» ASSIGNMENT 1
List each line in the records below that contains the string "positive", matching case exactly.

Process
As much as we’d like to follow best design guidelines, design in theory is often quite different from design in practice. What we usually get is a solution that needs reverse-engineering—re-framing the problem, aligning stakeholders, and carefully looping through all necessary steps.
I believe in the power of servant leadership and a safe environment where problems are seen as opportunities to improve. My practice is grounded in Agile principles and Design Thinking—not as a rigid process, but as a mindset. Where failures are celebrated as experiments, priorities are set proactively, and continuous improvement is the path to long-term product quality.
I’ve worked across mining, AI, and education technology—industries where the user’s domain expertise is profound, the stakes are high, and the designer who hasn’t done their homework gets found out quickly. That reality has shaped everything about how I work.
01
Align & Discover
Before a single wireframe is drawn, I work to align stakeholders on the right problem. This means facilitated workshops, stakeholder interviews, service blueprints, and mapping the full ecosystem—people, processes, touchpoints, data flows. I have gone on site visits and service safaris—walking in users’ shoes through end-to-end business operations.
02
Empathize & Research
Deep user research through field studies, contextual interviews, and empathy mapping. At Teck, this meant visiting mine sites in the BC interior and spending time with planners in their natural environment. I produce detailed empathy maps, user personas, journey maps, and system flows—and I work with business analysts on process diagrams to surface existing gaps and inconsistencies.
03
Ideate & Prototype
From user personas and journey maps to rapid wireframes, I maintain continuous feedback loops with product owners, developers, and data scientists. Low-fidelity first to validate direction, high-fidelity when the concept is proven. I believe in co-design where possible—the people who build the product should help shape it.

» ASSIGNMENT 2
In the design process text above, what places did research at Teck involve visiting?

» MATERIAL SUPPLIED
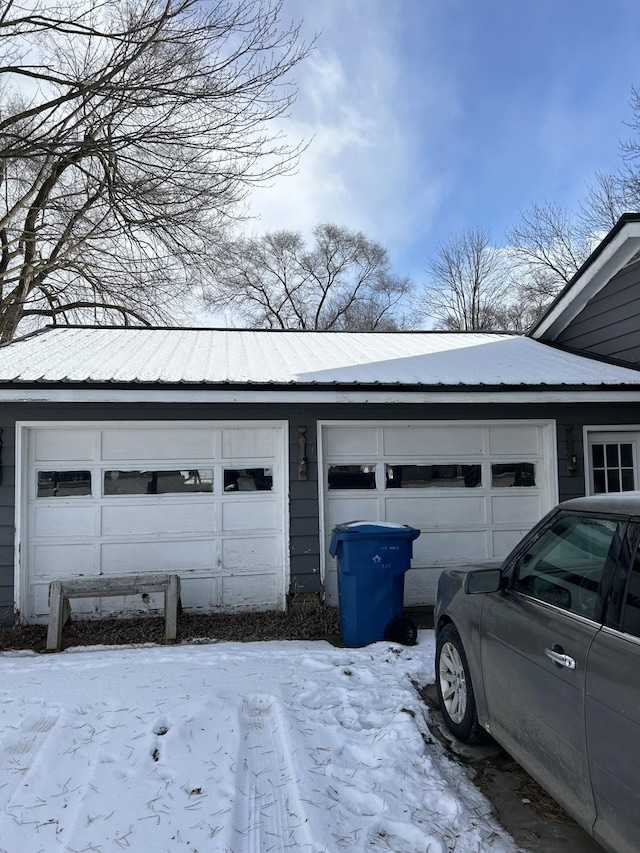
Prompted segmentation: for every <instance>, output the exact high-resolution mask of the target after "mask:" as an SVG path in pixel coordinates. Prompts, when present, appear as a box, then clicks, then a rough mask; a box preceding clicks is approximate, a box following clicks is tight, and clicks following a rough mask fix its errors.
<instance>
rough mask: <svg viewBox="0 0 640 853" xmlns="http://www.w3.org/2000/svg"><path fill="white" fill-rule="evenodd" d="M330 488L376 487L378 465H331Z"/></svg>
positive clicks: (334, 489)
mask: <svg viewBox="0 0 640 853" xmlns="http://www.w3.org/2000/svg"><path fill="white" fill-rule="evenodd" d="M328 483H329V490H330V491H333V490H339V489H375V488H376V465H375V463H374V462H371V463H368V464H357V463H356V464H348V465H330V466H329V474H328Z"/></svg>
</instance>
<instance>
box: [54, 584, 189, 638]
mask: <svg viewBox="0 0 640 853" xmlns="http://www.w3.org/2000/svg"><path fill="white" fill-rule="evenodd" d="M151 592H164V636H165V642H167V643H175V641H176V633H177V629H178V608H179V606H180V578H179V576H178V575H124V576H122V577H107V576H106V575H98V576H94V577H81V578H69V579H67V580H57V581H51V583H50V584H49V627H48V629H47V649H50V650H53V651H56V652H59V651H60V645H61V642H62V627H63V625H65V624H66V622H67V621H68V620H69V618H70V617H71V607H70V605H69V599H71V598H104V597H105V596H110V595H144V594H147V593H151Z"/></svg>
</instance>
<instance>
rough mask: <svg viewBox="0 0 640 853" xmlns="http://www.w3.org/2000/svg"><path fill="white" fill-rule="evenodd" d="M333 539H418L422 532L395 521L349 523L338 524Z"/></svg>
mask: <svg viewBox="0 0 640 853" xmlns="http://www.w3.org/2000/svg"><path fill="white" fill-rule="evenodd" d="M332 534H333V535H332V539H338V540H342V541H344V540H345V539H359V538H363V539H371V538H374V539H380V538H390V539H417V538H418V536H420V531H419V530H417V529H416V528H415V527H410V526H409V525H408V524H396V523H395V522H393V521H347V522H345V523H344V524H336V526H335V527H334V528H333V531H332Z"/></svg>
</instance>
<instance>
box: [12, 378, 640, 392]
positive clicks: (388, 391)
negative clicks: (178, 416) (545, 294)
mask: <svg viewBox="0 0 640 853" xmlns="http://www.w3.org/2000/svg"><path fill="white" fill-rule="evenodd" d="M632 387H636V386H634V385H631V384H630V383H627V382H619V383H615V384H604V383H599V384H588V385H585V384H571V385H566V384H541V383H538V384H535V385H528V384H524V383H520V384H496V383H493V384H484V383H478V384H475V385H467V384H465V383H458V384H455V385H451V384H444V383H440V384H431V385H428V384H411V385H405V384H403V383H400V382H395V383H367V384H364V383H354V382H352V383H338V382H331V383H294V382H290V383H237V382H229V383H208V382H174V383H171V382H162V383H159V382H89V381H87V382H59V381H56V382H53V381H52V382H44V381H38V382H19V381H12V382H0V390H2V391H4V390H13V391H17V390H30V391H45V390H47V391H49V390H51V389H52V388H56V389H59V390H65V391H78V390H86V391H89V390H92V391H93V390H96V391H105V390H108V391H113V390H116V389H117V390H121V391H134V390H145V391H184V392H185V393H187V392H189V391H227V392H231V393H232V392H234V391H255V392H256V393H258V392H268V393H274V392H276V393H277V392H279V391H294V392H295V391H299V392H316V393H322V392H325V393H327V392H332V393H335V392H345V393H347V392H349V393H352V392H354V391H360V392H365V393H384V392H393V391H405V392H410V393H412V392H413V393H443V392H444V393H446V392H450V393H453V392H459V393H463V392H466V393H478V394H485V393H487V392H499V393H505V394H506V393H509V392H519V393H522V392H531V393H540V392H544V391H547V392H549V391H557V392H560V391H567V392H570V391H619V390H628V389H629V388H632ZM637 390H638V391H640V386H637Z"/></svg>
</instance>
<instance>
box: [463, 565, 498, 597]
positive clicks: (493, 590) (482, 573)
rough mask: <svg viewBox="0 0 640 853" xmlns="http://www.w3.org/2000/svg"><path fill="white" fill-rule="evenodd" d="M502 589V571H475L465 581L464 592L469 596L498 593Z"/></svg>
mask: <svg viewBox="0 0 640 853" xmlns="http://www.w3.org/2000/svg"><path fill="white" fill-rule="evenodd" d="M501 588H502V571H501V569H474V570H473V571H471V572H468V573H467V575H466V576H465V579H464V591H465V592H466V593H468V594H469V595H475V594H477V593H479V592H498V590H499V589H501Z"/></svg>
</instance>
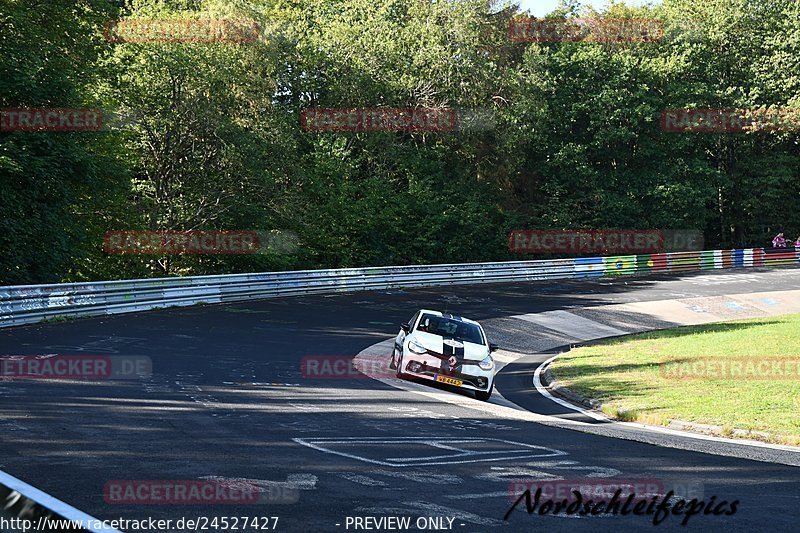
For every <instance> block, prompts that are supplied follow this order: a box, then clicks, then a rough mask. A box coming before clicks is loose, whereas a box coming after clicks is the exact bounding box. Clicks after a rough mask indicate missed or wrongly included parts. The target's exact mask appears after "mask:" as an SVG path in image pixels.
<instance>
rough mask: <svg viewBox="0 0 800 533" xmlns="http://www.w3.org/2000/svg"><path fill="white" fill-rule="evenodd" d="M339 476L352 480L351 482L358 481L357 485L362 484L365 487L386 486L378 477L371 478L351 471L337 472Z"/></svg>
mask: <svg viewBox="0 0 800 533" xmlns="http://www.w3.org/2000/svg"><path fill="white" fill-rule="evenodd" d="M339 475H340V476H341V477H343V478H345V479H346V480H347V481H352V482H353V483H358V484H359V485H364V486H365V487H388V486H389V485H387V484H386V483H384V482H383V481H380V480H378V479H372V478H371V477H369V476H362V475H360V474H354V473H353V472H342V473H341V474H339Z"/></svg>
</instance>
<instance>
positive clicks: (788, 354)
mask: <svg viewBox="0 0 800 533" xmlns="http://www.w3.org/2000/svg"><path fill="white" fill-rule="evenodd" d="M775 359H780V360H781V361H782V362H781V363H780V367H779V368H780V370H779V371H778V370H775V369H776V367H775V366H774V364H773V363H772V362H770V365H768V366H763V365H762V366H759V363H762V362H764V363H766V361H767V360H770V361H771V360H775ZM711 364H714V365H715V366H713V367H712V366H711ZM723 364H724V365H726V366H725V367H723V366H722V365H723ZM737 364H738V366H737ZM722 368H727V369H731V370H725V371H722V370H721V369H722ZM550 369H551V372H552V373H553V375H554V376H555V378H556V379H557V380H558V381H559V383H560V384H562V385H564V386H565V387H567V388H569V389H571V390H573V391H575V392H578V393H581V394H583V395H584V396H587V397H589V398H594V399H597V400H600V401H601V402H602V403H603V411H604V412H605V413H606V414H608V415H609V416H611V417H612V418H617V419H620V420H626V421H637V422H642V423H648V424H661V425H666V424H668V423H669V422H670V421H671V420H681V421H686V422H690V423H694V424H707V425H711V426H717V427H718V428H719V429H718V430H716V431H714V432H716V433H718V434H720V435H726V436H736V437H747V438H752V439H757V440H763V441H767V442H774V443H781V444H792V445H800V315H787V316H782V317H776V318H759V319H754V320H742V321H735V322H724V323H720V324H711V325H705V326H690V327H682V328H676V329H671V330H665V331H655V332H650V333H644V334H638V335H632V336H629V337H623V338H619V339H613V340H609V341H604V342H602V343H599V344H597V345H594V346H588V347H583V348H577V349H575V350H572V351H570V352H569V353H566V354H563V355H561V356H560V357H559V358H558V359H556V360H555V361H554V362H553V364H552V365H551V367H550ZM709 370H711V372H712V374H710V375H709V374H708V371H709ZM777 372H782V377H775V376H776V375H777ZM754 376H755V378H757V379H754ZM712 431H713V430H712Z"/></svg>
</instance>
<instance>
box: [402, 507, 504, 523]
mask: <svg viewBox="0 0 800 533" xmlns="http://www.w3.org/2000/svg"><path fill="white" fill-rule="evenodd" d="M403 505H408V506H409V507H413V508H416V509H422V510H424V511H426V512H428V513H431V514H436V515H440V516H447V517H453V518H456V519H457V520H463V521H465V522H471V523H473V524H478V525H480V526H501V525H503V521H502V520H496V519H494V518H484V517H482V516H479V515H476V514H473V513H469V512H467V511H462V510H460V509H453V508H452V507H445V506H443V505H436V504H434V503H429V502H403Z"/></svg>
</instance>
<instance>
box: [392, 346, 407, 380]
mask: <svg viewBox="0 0 800 533" xmlns="http://www.w3.org/2000/svg"><path fill="white" fill-rule="evenodd" d="M395 351H397V348H395ZM392 359H394V357H393V358H392ZM397 377H398V378H400V379H403V378H404V377H405V374H403V351H402V350H400V353H398V354H397Z"/></svg>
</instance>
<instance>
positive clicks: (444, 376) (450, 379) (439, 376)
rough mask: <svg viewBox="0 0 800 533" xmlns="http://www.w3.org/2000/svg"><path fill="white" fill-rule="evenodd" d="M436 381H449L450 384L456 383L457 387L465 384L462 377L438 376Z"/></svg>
mask: <svg viewBox="0 0 800 533" xmlns="http://www.w3.org/2000/svg"><path fill="white" fill-rule="evenodd" d="M436 381H438V382H439V383H447V384H448V385H455V386H456V387H460V386H461V385H463V384H464V382H463V381H461V380H460V379H455V378H449V377H447V376H436Z"/></svg>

» SOLUTION 1
positive clicks: (334, 489)
positive clicks: (388, 391)
positive clicks: (493, 590) (482, 573)
positive clicks: (788, 354)
positive clicks: (444, 376) (450, 379) (439, 376)

» SOLUTION 2
Mine sites in the BC interior.